▶ [WRITTEN REQUEST]:
Each line of the material must be repeated precisely, with the pictures left out.
----- LISTED ENTRIES -----
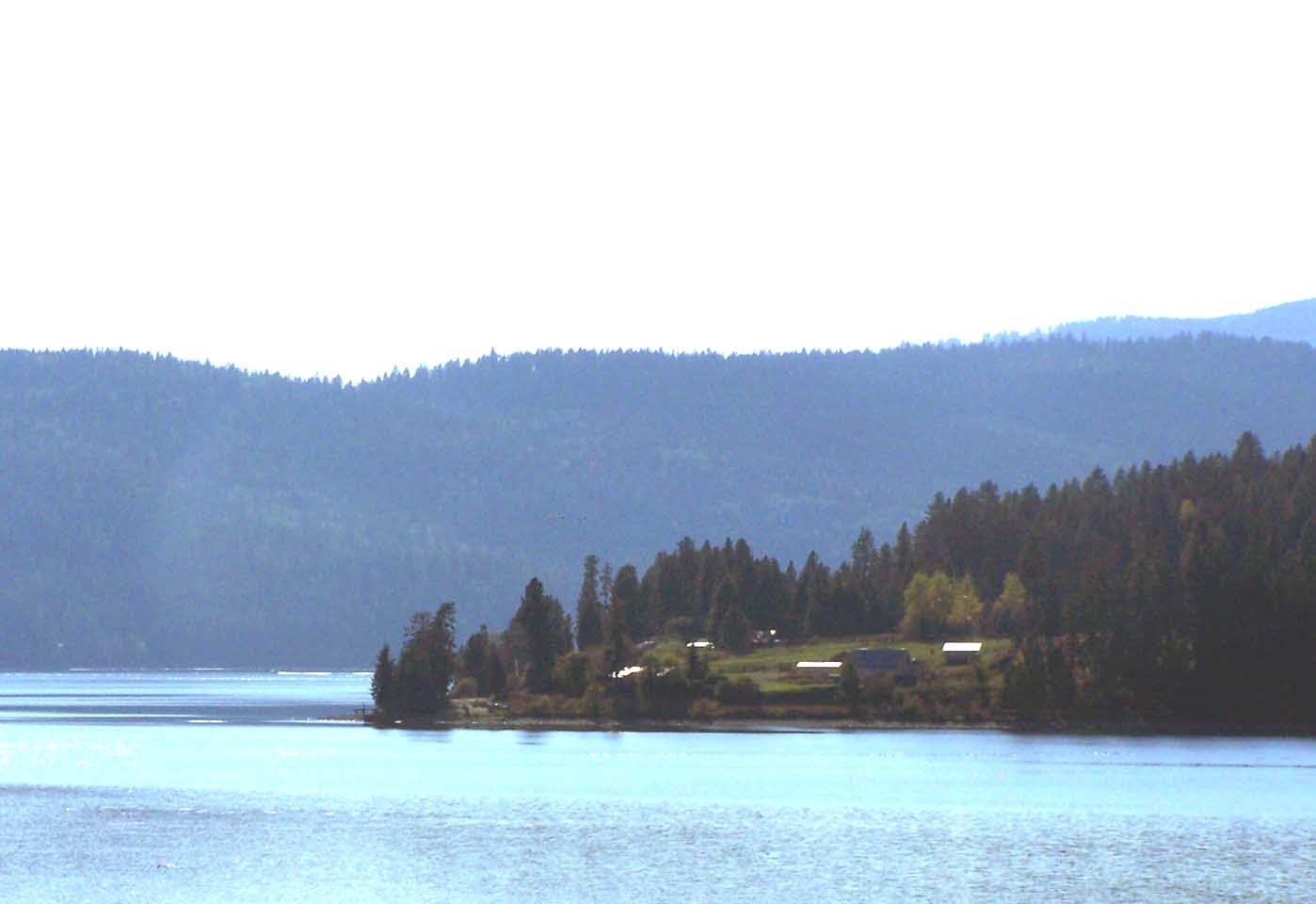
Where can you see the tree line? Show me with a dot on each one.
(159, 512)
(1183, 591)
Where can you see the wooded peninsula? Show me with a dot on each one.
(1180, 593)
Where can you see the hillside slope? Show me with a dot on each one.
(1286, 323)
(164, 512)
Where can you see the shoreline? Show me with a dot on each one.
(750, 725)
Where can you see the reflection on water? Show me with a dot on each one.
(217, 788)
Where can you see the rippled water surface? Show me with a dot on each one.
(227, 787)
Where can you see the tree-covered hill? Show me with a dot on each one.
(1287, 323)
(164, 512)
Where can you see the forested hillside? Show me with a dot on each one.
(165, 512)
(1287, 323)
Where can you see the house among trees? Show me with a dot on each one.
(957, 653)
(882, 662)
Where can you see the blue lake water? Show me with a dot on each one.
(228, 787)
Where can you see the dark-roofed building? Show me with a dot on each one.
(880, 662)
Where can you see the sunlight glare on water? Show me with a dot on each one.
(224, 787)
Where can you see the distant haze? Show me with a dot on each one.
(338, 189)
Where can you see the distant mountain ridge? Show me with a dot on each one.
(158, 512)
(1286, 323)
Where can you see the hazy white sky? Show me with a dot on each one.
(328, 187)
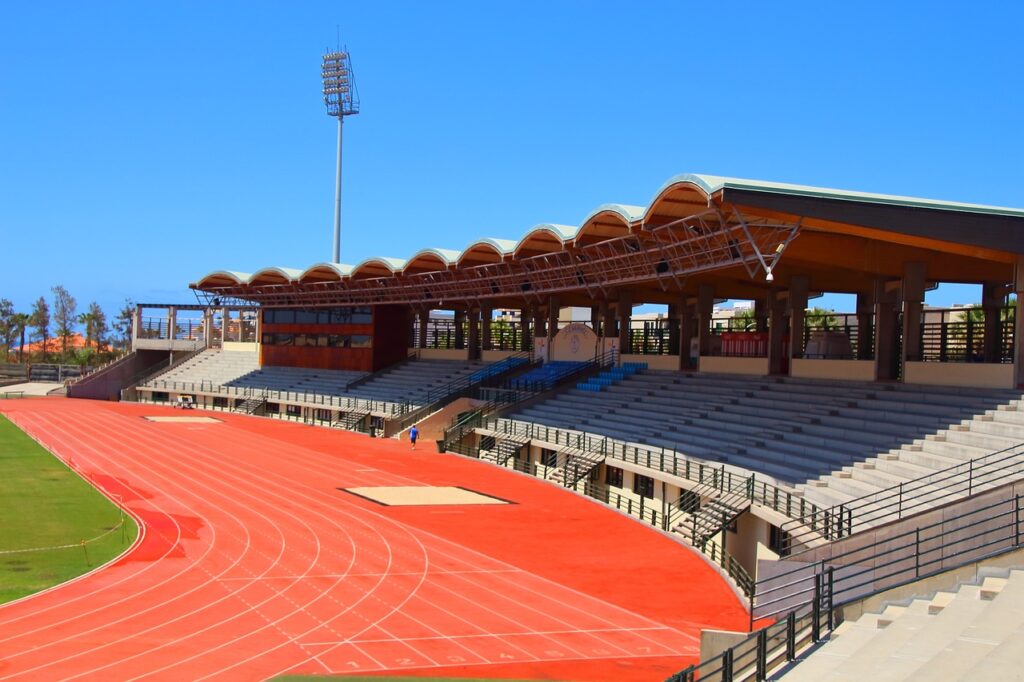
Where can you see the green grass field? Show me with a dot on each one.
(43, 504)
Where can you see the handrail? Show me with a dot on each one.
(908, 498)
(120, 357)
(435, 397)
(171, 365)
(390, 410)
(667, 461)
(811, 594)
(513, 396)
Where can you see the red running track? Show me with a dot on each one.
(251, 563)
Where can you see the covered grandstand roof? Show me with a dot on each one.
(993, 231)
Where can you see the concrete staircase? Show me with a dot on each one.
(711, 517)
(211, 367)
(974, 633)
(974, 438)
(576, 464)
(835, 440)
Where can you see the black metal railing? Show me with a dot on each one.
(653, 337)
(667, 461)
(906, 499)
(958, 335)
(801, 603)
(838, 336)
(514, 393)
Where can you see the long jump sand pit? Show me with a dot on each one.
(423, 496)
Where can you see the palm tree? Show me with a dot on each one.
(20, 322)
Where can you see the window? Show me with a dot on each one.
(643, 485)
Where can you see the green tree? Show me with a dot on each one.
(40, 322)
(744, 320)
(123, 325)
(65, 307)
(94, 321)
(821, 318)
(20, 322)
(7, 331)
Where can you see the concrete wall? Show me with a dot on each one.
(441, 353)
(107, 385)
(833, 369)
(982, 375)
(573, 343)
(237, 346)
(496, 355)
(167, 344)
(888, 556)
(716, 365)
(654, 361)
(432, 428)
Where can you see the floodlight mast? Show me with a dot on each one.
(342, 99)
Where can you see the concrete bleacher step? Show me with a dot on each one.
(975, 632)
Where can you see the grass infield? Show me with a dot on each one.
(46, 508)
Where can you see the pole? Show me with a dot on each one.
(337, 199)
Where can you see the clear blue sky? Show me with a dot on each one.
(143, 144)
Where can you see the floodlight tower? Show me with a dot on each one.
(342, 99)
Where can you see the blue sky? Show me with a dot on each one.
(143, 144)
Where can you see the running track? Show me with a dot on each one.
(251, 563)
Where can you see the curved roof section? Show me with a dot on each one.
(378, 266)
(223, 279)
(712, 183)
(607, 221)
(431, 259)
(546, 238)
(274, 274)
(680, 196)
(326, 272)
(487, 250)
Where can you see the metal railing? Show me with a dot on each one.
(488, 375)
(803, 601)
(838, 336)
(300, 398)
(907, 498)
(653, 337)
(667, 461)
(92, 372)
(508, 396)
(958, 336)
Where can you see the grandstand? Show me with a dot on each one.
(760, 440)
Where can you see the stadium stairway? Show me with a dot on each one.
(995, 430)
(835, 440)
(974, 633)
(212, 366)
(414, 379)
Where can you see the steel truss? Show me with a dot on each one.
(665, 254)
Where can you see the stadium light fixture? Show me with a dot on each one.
-----
▶ [RESULT OF THE EXERCISE]:
Where can you see the tree line? Show me with a dot on each one.
(159, 512)
(1183, 591)
Where can you see the wooded peninsula? Show me with a dot on each one.
(1180, 593)
Where can you see the hillside slope? Show me with a dot on each one.
(1286, 323)
(164, 512)
Where can you see the shoreline? Show me with a dot on each one.
(750, 725)
Where can you see the reflection on water? Show me with a dot on each one.
(217, 788)
Where can you see the rippled water surface? Show me with a dot on each one.
(227, 787)
Where can you see the tree-covered hill? Show me with a dot on each one.
(1287, 323)
(164, 512)
Where can you see the forested hillside? Show me with a dot on each one.
(165, 512)
(1287, 323)
Where can you see the house among trees? Show me with a dot on each one.
(957, 653)
(882, 662)
Where can you see the blue lake water? Show me with a dot on each one.
(228, 787)
Where can you see the dark-roofed building? Show me with a dot on each one.
(880, 662)
Where can you see the sunlight glare on water? Show me with a dot on each one.
(224, 787)
Where can you see the distant haze? Show me with a dot on each one.
(338, 189)
Where can you see the distant mountain ridge? Show me with a dot on each one.
(158, 512)
(1286, 323)
Where can you see the hazy white sky? Show me with a dot on each one.
(328, 187)
Where can you see the green grass field? Show me with a dot on each one.
(43, 504)
Where can you see the handrail? Show me with a dot on each one.
(908, 498)
(120, 357)
(435, 397)
(171, 365)
(390, 410)
(667, 461)
(811, 594)
(513, 396)
Where can you see the red running track? Show me with a dot on each one.
(251, 563)
Where can you see the covered grandstand roof? Show me with a dot on each one.
(993, 231)
Where can you see the concrete staircase? Show me with a dot on each one.
(711, 517)
(211, 367)
(974, 633)
(974, 438)
(576, 464)
(835, 440)
Where can you see the black metal railing? Show me with a dot on each one.
(653, 337)
(667, 461)
(906, 499)
(958, 335)
(801, 603)
(838, 336)
(514, 393)
Where can you see the long jump sand pit? Show me with a dot on each one.
(423, 496)
Where can you see the palm tree? Show me with a dot on each one.
(20, 322)
Where can you see the window? Show me with a dot on each one.
(643, 485)
Where can you see the green tree? Show me with a dot on each one.
(40, 322)
(744, 320)
(123, 325)
(65, 307)
(94, 321)
(821, 318)
(20, 322)
(7, 331)
Where can you see the concrete wall? Show me with a dot on each one.
(441, 353)
(107, 385)
(833, 369)
(982, 375)
(573, 343)
(237, 346)
(496, 355)
(167, 344)
(888, 556)
(716, 365)
(654, 361)
(432, 428)
Where can you see the floodlight mast? Show me with a dot on each one.
(342, 99)
Where can you see the concrete bleacher step? Show me with a dot on each one.
(975, 632)
Where can you see the grass infield? Show me with a dot on each one.
(46, 508)
Where can you see the pole? Show me with a dot on each one.
(337, 199)
Where can you see the clear blue sky? Show me with a dot on each one.
(143, 144)
Where can you see the floodlight tower? Show me with a dot on each one.
(342, 99)
Where can you see the blue sky? Show me with a dot on each one.
(143, 144)
Where can you see the running track? Show me with a dot on each one.
(251, 563)
Where can you see the curved roof section? Show me with a dot on each one.
(378, 266)
(223, 279)
(712, 183)
(607, 221)
(431, 259)
(546, 238)
(274, 274)
(680, 196)
(326, 272)
(487, 250)
Where can you see the metal railing? Show me with a dot on each one.
(488, 375)
(803, 601)
(838, 336)
(300, 398)
(907, 498)
(653, 337)
(667, 461)
(92, 372)
(508, 396)
(958, 336)
Where can you see the grandstand? Show me with a dot on each one.
(760, 440)
Where can you see the stadium stairway? Show me with a dot on each one.
(995, 430)
(835, 440)
(974, 633)
(212, 366)
(414, 379)
Where can you see the steel truss? Show me with a dot on each one.
(665, 254)
Where can you see the stadium light fixture? Show me with a dot on each one.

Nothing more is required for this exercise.